--- WORK TO COMPLETE ---
(1) Which actor does the celebrity gossip passage give as its only guess?
(2) Extend the celebrity gossip passage, picking up right after its final sentence.

--- PASSAGE PROVIDED ---
■ ■ ■ ■ ■ ■ ■
So, next time you see this actor with a beautiful, non-famous woman, you will know that he hasn’t fallen for her beauty or her brains or her talent. He’s fallen for her chin. (Blind Gossip)
The only guess I've got is Aaron Eckhart? Aaron's dated Molly Simms and there's a rumor that he dated GOOPY Paltrow for a quick second, and he's got a spectacular butt chin.
That nasty chin licker. I bet that when he's in the same room as Rumer Willis, he starts salivating from every orifice. All he wants to do is press her chin skin together to make the ass chin of all ass chins, and then toss that front salad until his tongue goes dry.
My only question about this is, can you hump a chin crack with your peen too? I would Google "chin fucking," but I don't think I'm ready to know whether or not the line "Fuck that butt chin, papi!" has ever been screamed out before.
■ ■ ■ ■ ■ ■ ■
--- DATA FOR REVIEW ---
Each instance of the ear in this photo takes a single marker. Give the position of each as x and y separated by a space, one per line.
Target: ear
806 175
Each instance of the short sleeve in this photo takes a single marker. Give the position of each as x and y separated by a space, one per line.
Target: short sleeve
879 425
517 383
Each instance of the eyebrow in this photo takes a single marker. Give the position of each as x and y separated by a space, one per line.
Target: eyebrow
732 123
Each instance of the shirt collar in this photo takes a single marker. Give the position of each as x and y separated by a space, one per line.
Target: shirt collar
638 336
■ ■ ■ ■ ■ ■ ■
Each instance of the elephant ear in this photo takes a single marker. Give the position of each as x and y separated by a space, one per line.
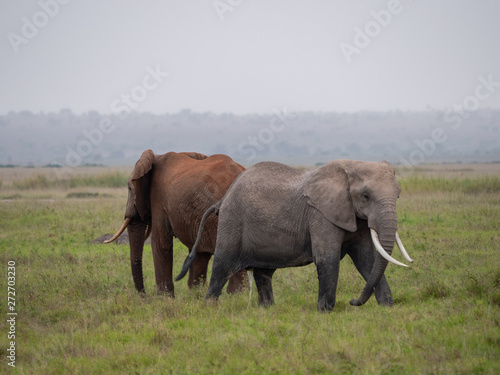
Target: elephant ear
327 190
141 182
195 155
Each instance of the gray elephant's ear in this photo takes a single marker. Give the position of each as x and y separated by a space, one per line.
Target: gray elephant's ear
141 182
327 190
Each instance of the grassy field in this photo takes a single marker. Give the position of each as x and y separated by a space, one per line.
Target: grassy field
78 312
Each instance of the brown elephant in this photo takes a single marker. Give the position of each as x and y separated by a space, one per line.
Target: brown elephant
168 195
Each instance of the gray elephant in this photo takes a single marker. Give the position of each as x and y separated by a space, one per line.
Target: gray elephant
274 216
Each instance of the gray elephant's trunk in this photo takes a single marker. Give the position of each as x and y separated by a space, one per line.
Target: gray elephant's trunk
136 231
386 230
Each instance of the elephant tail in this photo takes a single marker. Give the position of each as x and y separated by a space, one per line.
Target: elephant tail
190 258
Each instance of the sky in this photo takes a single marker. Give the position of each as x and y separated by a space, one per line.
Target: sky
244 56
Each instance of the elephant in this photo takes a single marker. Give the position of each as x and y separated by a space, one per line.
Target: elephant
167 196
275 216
■ ■ ■ ■ ■ ■ ■
--- ANSWERS TO THE EXERCISE ---
(1) Aaron Eckhart.

(2)
Which TV actress has secretly broken up with her hunky sitcom co-star – she never owned up to the romance publicly – and is going through a massive midlife crisis? The rail-thin single mom doesn’t think she can keep a good man, so she’s actually contemplating taking back her wacky ex! (National Enquirer via Blind Gossip)
Courteney Cox, Josh Hopkins and David Arquette?
Which closeted TV chef is carrying on a down-low romance with an openly gay actor/comedian from a popular sketch comedy show? The handsome cook refuses to come out of the closet – he has a gorgeous girlfriend – but his gay secret is about to explode because his new lover is yapping all over town about his celebrity boyfriend! (National Enquirer via Blind Gossip)
In my dreams this is Gordon Ramsay and Matt Lucas. But it's not, so I'll guess Rocco DiSpirito and somebody from The Big Gay Sketch Show?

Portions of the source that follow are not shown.